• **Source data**
◆ ◆ ◆ ◆ ◆ ◆ ◆

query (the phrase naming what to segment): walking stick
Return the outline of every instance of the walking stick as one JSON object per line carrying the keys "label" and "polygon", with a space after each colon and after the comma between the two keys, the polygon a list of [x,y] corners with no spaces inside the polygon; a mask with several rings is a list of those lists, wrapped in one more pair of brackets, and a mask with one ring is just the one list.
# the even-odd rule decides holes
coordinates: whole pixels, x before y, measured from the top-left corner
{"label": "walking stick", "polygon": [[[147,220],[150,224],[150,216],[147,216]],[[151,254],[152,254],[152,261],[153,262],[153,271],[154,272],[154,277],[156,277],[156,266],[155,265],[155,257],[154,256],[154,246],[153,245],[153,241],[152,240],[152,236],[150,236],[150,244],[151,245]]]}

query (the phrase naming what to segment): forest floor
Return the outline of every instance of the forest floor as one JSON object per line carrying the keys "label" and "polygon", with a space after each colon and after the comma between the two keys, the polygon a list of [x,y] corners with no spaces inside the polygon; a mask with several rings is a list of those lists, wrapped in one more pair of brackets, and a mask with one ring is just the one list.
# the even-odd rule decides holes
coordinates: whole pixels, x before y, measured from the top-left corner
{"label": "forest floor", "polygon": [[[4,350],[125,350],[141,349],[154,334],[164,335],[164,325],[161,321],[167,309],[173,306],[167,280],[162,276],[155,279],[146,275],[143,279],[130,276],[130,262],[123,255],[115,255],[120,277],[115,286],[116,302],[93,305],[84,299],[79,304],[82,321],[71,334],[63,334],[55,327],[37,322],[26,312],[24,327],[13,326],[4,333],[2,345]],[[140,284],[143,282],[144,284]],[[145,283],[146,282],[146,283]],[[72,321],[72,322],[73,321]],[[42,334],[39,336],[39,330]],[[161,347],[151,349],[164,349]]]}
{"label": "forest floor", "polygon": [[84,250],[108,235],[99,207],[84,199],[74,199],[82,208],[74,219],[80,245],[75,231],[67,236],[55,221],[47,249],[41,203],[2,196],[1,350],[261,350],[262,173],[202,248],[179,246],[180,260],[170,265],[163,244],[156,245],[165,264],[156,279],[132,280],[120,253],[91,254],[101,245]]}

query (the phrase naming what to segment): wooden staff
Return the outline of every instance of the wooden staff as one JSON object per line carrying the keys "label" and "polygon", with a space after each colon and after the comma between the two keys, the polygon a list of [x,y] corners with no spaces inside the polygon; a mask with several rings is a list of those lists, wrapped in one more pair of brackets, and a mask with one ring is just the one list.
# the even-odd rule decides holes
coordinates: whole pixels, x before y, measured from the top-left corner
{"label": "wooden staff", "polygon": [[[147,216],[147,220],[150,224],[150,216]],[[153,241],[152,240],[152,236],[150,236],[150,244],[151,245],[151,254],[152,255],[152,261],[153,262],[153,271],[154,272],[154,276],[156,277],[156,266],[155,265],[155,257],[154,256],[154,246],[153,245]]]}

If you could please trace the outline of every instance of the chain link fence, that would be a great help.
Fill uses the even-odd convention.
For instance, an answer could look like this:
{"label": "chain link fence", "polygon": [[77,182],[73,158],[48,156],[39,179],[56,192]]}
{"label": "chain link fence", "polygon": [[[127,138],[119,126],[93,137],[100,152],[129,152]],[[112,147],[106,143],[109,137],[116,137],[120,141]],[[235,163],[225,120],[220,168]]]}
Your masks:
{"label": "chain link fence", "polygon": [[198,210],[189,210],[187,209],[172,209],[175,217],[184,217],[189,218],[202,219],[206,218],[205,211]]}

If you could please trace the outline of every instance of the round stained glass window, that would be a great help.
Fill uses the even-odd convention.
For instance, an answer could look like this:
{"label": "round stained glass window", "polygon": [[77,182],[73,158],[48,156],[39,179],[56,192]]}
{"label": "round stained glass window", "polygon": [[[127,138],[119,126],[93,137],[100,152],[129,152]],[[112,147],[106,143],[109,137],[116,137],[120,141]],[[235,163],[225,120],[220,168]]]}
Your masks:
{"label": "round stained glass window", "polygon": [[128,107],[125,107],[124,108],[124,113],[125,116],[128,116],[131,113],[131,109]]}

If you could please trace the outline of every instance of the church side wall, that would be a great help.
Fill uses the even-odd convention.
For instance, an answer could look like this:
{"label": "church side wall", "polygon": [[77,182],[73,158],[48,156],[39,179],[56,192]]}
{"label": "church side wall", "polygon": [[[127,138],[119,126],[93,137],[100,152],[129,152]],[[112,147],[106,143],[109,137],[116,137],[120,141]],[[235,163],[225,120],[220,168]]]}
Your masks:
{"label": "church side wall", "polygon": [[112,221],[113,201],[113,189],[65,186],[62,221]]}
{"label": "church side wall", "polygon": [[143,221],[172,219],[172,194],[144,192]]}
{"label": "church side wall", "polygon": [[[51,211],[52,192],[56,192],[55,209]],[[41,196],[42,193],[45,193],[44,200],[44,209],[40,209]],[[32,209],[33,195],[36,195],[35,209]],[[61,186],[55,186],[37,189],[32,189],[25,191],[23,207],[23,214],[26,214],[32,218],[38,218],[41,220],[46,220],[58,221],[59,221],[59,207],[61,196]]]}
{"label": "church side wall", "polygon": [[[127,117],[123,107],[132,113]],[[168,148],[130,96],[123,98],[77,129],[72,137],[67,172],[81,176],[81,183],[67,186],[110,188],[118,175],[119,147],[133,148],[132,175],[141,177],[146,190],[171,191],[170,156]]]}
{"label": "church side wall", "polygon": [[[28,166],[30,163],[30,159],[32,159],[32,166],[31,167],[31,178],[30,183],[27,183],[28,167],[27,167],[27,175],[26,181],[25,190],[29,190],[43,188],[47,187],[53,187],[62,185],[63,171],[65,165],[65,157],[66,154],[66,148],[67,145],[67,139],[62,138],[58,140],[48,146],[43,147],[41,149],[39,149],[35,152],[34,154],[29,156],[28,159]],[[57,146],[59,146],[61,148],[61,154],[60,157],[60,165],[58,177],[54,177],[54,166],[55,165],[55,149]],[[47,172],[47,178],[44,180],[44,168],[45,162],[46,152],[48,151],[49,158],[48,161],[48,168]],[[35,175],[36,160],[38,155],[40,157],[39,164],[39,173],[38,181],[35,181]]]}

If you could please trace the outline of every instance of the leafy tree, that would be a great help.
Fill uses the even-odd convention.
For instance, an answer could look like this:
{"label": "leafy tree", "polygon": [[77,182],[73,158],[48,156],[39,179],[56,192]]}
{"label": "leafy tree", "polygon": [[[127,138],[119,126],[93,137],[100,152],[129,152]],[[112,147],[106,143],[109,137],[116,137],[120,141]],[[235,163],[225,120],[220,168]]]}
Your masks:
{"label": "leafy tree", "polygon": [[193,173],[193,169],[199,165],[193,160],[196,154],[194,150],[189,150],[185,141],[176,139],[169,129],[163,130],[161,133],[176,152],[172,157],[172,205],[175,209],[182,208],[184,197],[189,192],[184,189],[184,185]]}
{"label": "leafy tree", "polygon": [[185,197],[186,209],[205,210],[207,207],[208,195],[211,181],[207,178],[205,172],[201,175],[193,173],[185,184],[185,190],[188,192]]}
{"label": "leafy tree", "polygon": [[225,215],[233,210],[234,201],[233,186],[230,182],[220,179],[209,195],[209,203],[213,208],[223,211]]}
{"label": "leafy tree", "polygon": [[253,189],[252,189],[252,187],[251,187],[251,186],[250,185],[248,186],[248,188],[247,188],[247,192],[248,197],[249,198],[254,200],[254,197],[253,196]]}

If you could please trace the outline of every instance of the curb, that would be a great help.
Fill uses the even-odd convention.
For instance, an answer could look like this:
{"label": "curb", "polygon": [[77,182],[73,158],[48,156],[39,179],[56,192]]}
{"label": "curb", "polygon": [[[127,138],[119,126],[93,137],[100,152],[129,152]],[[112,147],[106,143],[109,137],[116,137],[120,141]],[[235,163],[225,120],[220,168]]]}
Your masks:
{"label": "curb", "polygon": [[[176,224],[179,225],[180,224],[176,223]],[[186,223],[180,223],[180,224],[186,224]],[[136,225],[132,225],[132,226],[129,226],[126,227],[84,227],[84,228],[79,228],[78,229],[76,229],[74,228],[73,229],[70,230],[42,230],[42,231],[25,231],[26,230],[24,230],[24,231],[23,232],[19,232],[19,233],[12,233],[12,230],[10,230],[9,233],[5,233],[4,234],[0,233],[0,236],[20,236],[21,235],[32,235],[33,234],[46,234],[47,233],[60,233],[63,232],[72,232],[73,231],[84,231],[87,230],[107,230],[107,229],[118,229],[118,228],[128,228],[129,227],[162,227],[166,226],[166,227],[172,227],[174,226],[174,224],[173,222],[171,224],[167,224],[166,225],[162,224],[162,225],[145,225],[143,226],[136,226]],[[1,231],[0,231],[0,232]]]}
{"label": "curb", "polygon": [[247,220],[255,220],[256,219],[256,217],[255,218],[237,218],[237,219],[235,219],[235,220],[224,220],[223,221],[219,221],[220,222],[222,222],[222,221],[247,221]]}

◆ ◆ ◆ ◆ ◆ ◆ ◆

• **Work to be completed**
Repeat, exactly and only, the lines above from the one containing "curb, that would be a great help." through the end of the material.

• **Reply**
If you could please trace the outline of every instance of the curb, that would be a great help.
Fill uses the even-odd convention.
For instance, an answer could look like this:
{"label": "curb", "polygon": [[77,182],[73,158],[48,156],[39,179],[56,192]]}
{"label": "curb", "polygon": [[[127,138],[119,126],[93,137],[100,152],[129,152]],[[112,147],[106,143],[109,137],[116,137],[120,141]],[[235,163],[225,120],[220,168]]]}
Your masks:
{"label": "curb", "polygon": [[[176,224],[179,225],[180,224],[176,223]],[[186,223],[180,223],[180,224],[186,224]],[[136,225],[132,225],[132,226],[129,226],[126,227],[84,227],[84,228],[79,228],[78,229],[76,229],[74,228],[73,229],[70,230],[42,230],[42,231],[25,231],[26,230],[24,230],[24,231],[23,232],[19,232],[19,233],[12,233],[12,230],[10,230],[9,233],[5,233],[4,234],[0,233],[0,236],[20,236],[21,235],[32,235],[33,234],[46,234],[47,233],[60,233],[63,232],[72,232],[73,231],[84,231],[87,230],[107,230],[107,229],[118,229],[118,228],[128,228],[129,227],[162,227],[166,226],[166,227],[172,227],[174,226],[174,224],[173,222],[171,224],[167,224],[166,225],[162,224],[162,225],[145,225],[143,226],[136,226]],[[1,231],[0,231],[0,232]]]}
{"label": "curb", "polygon": [[247,220],[255,220],[256,219],[256,217],[255,218],[237,218],[237,219],[235,219],[235,220],[224,220],[223,221],[219,221],[220,222],[222,222],[222,221],[247,221]]}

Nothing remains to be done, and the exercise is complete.